### Try it
Only the text belongs in the copy: retype each record exactly as it appears.
-- Recorded data follows --
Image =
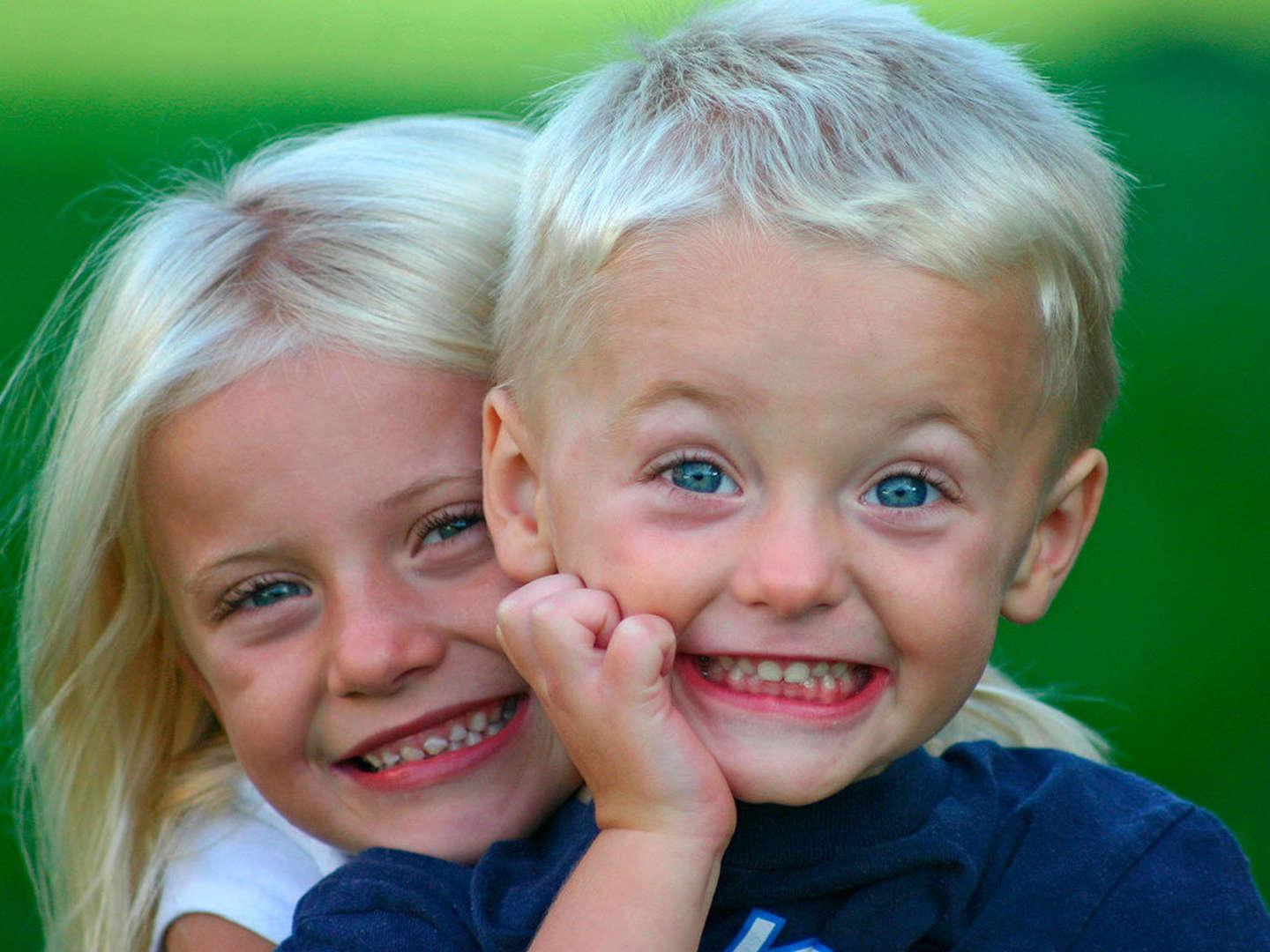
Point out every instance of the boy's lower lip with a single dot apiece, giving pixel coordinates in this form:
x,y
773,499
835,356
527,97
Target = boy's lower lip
x,y
413,772
784,688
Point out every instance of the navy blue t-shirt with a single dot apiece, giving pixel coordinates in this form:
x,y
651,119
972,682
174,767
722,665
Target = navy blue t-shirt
x,y
983,848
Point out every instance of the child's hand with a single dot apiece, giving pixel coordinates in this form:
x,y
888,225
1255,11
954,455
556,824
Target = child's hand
x,y
603,682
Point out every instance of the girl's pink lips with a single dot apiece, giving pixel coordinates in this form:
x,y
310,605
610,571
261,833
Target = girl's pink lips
x,y
873,682
419,725
410,775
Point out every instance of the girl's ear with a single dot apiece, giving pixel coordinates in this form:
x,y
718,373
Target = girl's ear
x,y
513,492
1065,521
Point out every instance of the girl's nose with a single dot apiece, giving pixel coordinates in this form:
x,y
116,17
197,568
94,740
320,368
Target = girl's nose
x,y
377,639
796,562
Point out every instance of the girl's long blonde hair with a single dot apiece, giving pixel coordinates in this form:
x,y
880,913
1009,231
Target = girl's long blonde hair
x,y
383,239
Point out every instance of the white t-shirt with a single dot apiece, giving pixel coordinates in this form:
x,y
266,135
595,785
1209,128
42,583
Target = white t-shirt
x,y
245,865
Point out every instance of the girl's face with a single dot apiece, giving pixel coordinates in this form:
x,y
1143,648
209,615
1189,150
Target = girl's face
x,y
318,533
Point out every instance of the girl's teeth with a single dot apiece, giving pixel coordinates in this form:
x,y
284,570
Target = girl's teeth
x,y
481,725
798,673
435,746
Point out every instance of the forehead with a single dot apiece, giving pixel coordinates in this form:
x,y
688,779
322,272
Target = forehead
x,y
300,443
727,310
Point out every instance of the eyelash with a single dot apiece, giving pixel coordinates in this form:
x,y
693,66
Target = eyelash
x,y
660,467
921,472
238,596
471,512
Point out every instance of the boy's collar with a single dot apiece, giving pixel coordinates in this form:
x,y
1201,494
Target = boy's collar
x,y
893,804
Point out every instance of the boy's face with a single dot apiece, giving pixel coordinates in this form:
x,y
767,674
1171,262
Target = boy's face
x,y
826,471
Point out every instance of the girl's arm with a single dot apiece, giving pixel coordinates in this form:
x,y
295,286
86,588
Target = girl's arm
x,y
198,932
663,807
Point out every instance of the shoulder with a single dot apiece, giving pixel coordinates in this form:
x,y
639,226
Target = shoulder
x,y
386,899
244,865
1061,787
1108,857
397,900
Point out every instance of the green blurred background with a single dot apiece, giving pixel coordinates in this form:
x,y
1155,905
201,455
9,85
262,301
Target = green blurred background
x,y
1159,639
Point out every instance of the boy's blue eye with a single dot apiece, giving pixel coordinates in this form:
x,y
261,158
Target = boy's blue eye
x,y
447,525
701,476
903,492
272,591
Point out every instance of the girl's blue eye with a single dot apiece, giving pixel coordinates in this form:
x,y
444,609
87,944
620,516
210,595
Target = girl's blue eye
x,y
701,476
446,527
262,594
903,492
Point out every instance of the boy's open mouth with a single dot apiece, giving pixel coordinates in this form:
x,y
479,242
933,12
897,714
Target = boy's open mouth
x,y
464,732
822,682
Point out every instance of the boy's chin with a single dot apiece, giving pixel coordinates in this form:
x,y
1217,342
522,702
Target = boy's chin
x,y
796,784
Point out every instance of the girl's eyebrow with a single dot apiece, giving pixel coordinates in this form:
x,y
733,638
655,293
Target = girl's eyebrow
x,y
268,548
430,484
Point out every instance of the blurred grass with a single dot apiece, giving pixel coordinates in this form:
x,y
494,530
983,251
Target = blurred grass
x,y
1160,639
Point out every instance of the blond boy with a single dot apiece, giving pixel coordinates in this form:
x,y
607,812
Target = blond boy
x,y
805,346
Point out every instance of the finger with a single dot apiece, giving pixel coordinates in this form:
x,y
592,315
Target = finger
x,y
513,628
513,611
640,654
572,628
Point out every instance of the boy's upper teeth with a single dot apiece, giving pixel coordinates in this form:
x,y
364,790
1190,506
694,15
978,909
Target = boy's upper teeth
x,y
773,671
819,681
464,732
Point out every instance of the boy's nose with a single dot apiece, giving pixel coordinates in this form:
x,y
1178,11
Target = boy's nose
x,y
793,564
376,641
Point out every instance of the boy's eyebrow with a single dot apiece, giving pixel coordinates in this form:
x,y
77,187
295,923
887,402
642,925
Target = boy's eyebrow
x,y
941,413
669,391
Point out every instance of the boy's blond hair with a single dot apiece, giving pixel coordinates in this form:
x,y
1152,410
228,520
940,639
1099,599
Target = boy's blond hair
x,y
842,121
380,239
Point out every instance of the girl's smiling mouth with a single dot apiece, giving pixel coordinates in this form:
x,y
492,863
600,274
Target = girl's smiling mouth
x,y
465,730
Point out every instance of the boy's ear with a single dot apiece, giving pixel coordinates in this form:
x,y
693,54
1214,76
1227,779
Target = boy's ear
x,y
1065,521
512,492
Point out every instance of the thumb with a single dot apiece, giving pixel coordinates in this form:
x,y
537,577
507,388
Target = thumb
x,y
640,652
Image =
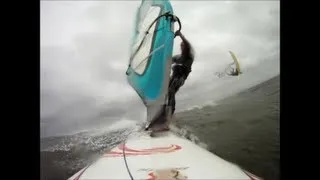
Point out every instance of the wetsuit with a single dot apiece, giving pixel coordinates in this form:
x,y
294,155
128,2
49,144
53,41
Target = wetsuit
x,y
181,70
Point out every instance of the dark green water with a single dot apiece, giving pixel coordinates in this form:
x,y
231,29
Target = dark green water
x,y
243,129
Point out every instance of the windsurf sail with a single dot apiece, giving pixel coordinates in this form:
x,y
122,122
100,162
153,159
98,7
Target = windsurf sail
x,y
230,70
235,60
151,54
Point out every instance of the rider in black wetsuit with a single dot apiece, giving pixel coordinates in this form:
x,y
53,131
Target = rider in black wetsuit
x,y
181,69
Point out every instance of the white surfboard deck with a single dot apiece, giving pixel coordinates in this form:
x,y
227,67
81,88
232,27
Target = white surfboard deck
x,y
165,156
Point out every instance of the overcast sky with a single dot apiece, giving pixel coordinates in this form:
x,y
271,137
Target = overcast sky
x,y
85,50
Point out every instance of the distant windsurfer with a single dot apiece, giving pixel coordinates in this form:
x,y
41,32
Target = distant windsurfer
x,y
181,68
234,72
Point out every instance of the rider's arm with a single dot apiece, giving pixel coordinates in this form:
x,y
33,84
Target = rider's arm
x,y
187,46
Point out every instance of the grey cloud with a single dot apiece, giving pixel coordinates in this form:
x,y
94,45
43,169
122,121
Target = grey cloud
x,y
84,86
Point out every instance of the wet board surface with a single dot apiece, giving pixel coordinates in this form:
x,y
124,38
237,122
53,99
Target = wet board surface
x,y
164,156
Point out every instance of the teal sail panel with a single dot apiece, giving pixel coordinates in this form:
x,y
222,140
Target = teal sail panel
x,y
151,53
-- Recorded data concluded --
### Expected output
Image =
Point out every instance of the boy's lower lip with a single dot apiece, giving pixel coordinates in this form:
x,y
773,499
835,356
527,97
Target = boy's lower lip
x,y
413,772
784,688
Point out every instance of the navy blue t-shirt with a single dot apiece, giving pixel coordinates in this form:
x,y
651,119
972,682
174,767
722,665
Target = navy blue t-shirt
x,y
983,848
Point out every instance of the child's hand with a single dot apiece, giving pixel coordinates in this form:
x,y
888,225
1255,11
954,455
556,824
Target = child's hand
x,y
603,682
Point out every instance of the girl's pink lips with a single dot apiece, giving pixel coordinates in this form:
x,y
310,605
610,571
261,833
Target = girl's pink lips
x,y
873,682
419,725
410,775
Point out every instance of the girl's ear with a single dot apiece, giving pixel coordinates in this form:
x,y
718,373
Target = girl's ear
x,y
513,492
1065,521
Point out every instance of the girl's nose with a single dot apiece, giving pixel coordinates in this form:
x,y
116,17
197,568
94,740
320,368
Target = girl's nose
x,y
377,639
796,562
Point out every instance of the girl's long blonde hair with a single dot apiece, giving pixel coordinates in this form:
x,y
880,913
1009,231
Target = girl's long blonde hair
x,y
383,239
Point out every instance of the white t-shirt with a single dot apiece, giving pixel coordinates in this form:
x,y
266,135
595,785
1209,128
42,583
Target = white t-shirt
x,y
245,865
Point out every instance of the girl's face with a single dot apiece, giving pixel coordinates in this form:
x,y
1143,648
209,615
1189,150
Target = girl's face
x,y
318,533
Point out every instance of the girl's teeth with a single dot apiece, giving pixel coordinates in this form:
x,y
284,570
Target = girl's teeth
x,y
481,725
798,673
435,746
Point out every instance of the forehead with a single dot apiece, giving pixel coordinates in this form:
x,y
688,779
322,272
Target = forehead
x,y
300,443
727,310
Point out every instance of the eyelash with a single dot apiece, giving pixel coordinates in this form:
x,y
693,66
Target = eyelash
x,y
660,467
921,472
238,596
471,512
Point out every instance of the boy's collar with a single dot apiece, giving pixel coordinates in this form:
x,y
1201,494
Target = boy's collar
x,y
893,804
Point out every instance of the boy's face with a single dot apiece, giving pixel coordinates in this form:
x,y
767,674
1171,262
Target = boy's face
x,y
826,471
Point out every instance of the girl's arm with a single dot apiece, giving pixel coordinates in this form:
x,y
295,286
86,588
Target = girl's arm
x,y
198,932
663,807
Point out every instance of the shoulder with a single dot apiece, giving pixel coordinates in this form:
x,y
639,226
Target = shoulder
x,y
386,899
244,865
1061,787
1108,857
397,900
Point out every instance of the green blurred background with a single dot apiece, giving pixel coordinates in this form:
x,y
1155,905
201,455
9,85
262,301
Target = green blurred background
x,y
1159,639
Point out every instance of the boy's blue eye with a single dot apiece, giving pixel coordinates in this form:
x,y
261,158
Target = boy's blue eye
x,y
447,525
701,476
903,492
272,591
Point out every instance of the girl's blue eye with a single dot apiece, giving pixel coordinates in this form:
x,y
444,609
87,944
620,516
210,595
Target = girl's blue eye
x,y
701,476
446,527
262,594
903,492
Point out every instance of the boy's open mouth with a single dot apiece, giving pixel coordinates in this form:
x,y
479,242
933,12
897,714
Target = boy's open mouth
x,y
464,732
822,682
Point out every instance of the boy's chin with a single dot apiece, giving pixel coordinates in this form:
x,y
1217,342
522,702
Target = boy's chin
x,y
796,784
Point out every instance of the girl's eyebrow with a single dot apiece, giving pixel coordinates in this form:
x,y
733,638
655,293
Target = girl's eyebrow
x,y
268,548
430,484
Point out every instance of the blurred grass with a single dot apiece, giving pixel coordinates in this form:
x,y
494,530
983,251
Target = blurred grass
x,y
1160,639
Point out every instance of the blond boy with a single dot apiece, giving pixel coordinates in this form:
x,y
607,812
Target = blond boy
x,y
805,346
Point out every instance of the finger with a single dot apiece, giving pixel coordinates in this form:
x,y
592,315
Target = finger
x,y
513,628
513,611
640,654
572,628
Point out every instance of the boy's upper teeth with a single dot apiece, giving pixel coordinates in this form:
x,y
364,790
1190,506
694,15
978,909
Target = boy's upper teeth
x,y
773,671
819,681
464,732
Point out every instance of the boy's nose with a single dot apiece, giving pixel coordinates in this form:
x,y
1178,11
Target = boy's nose
x,y
793,564
376,641
Point out every instance of the boy's eyebrow with a single dot apiece, giving pixel coordinates in this form:
x,y
77,187
295,923
887,402
642,925
Target = boy's eyebrow
x,y
941,413
669,391
Point out every instance of the boy's blond hair with a single dot apiece, giving pixel coordinates in this form:
x,y
1152,410
228,520
940,639
1099,599
Target = boy's blond hair
x,y
842,121
380,239
Point out every instance of the girl's smiling mouth with a single dot apiece, giving pixel coordinates in this form:
x,y
492,863
600,274
Target = girl's smiling mouth
x,y
465,730
Point out every instance of the boy's ear with a single dot apiece, giving pixel coordinates in this form:
x,y
693,54
1214,76
1227,779
Target = boy's ear
x,y
1065,521
512,492
Point out every instance of the thumb with a single dot apiece, giving pixel coordinates in this form:
x,y
537,577
507,388
Target = thumb
x,y
640,652
Image =
Point out every instance of the wetsuit with a single dot apiece, giving pixel coordinates in this form:
x,y
294,155
128,2
49,144
53,41
Target = wetsuit
x,y
181,70
Point out every instance of the dark green water with a single dot apiece, giving pixel coordinates in this form:
x,y
231,29
Target = dark green water
x,y
243,129
Point out every instance of the windsurf sail with a single dot apiece, giving pixel coordinates in this form:
x,y
122,122
100,162
153,159
98,7
Target = windsurf sail
x,y
230,70
235,60
151,54
Point out every instance of the rider in black wetsuit with a single dot apiece, giving pixel coordinates in this form:
x,y
53,131
Target = rider in black wetsuit
x,y
181,69
Point out every instance of the white surfboard deck with a single dot apiece, giving pixel coordinates in this form:
x,y
227,67
81,88
232,27
Target = white surfboard deck
x,y
165,156
Point out every instance of the overcast sky with a single dot apiece, giving pixel coordinates in this form:
x,y
271,137
Target = overcast sky
x,y
85,50
Point out every instance of the distant windsurfer with a single dot apiece, giving pixel coordinates in this form:
x,y
41,32
Target = distant windsurfer
x,y
181,68
234,72
Point out every instance of the rider's arm with a single dot apiece, giving pixel coordinates in this form:
x,y
33,84
Target = rider's arm
x,y
187,46
Point out every instance of the grey cloud with a single dot apiece, giving pixel coordinates in this form:
x,y
94,45
43,169
122,121
Target = grey cloud
x,y
84,86
Point out every instance of the wet board surface with a single dot apiece, giving pixel coordinates in this form:
x,y
124,38
237,122
53,99
Target = wet board surface
x,y
164,156
Point out every instance of the teal sail panel with a single dot apiece, giving pixel coordinates in this form:
x,y
222,140
Target = teal sail panel
x,y
151,53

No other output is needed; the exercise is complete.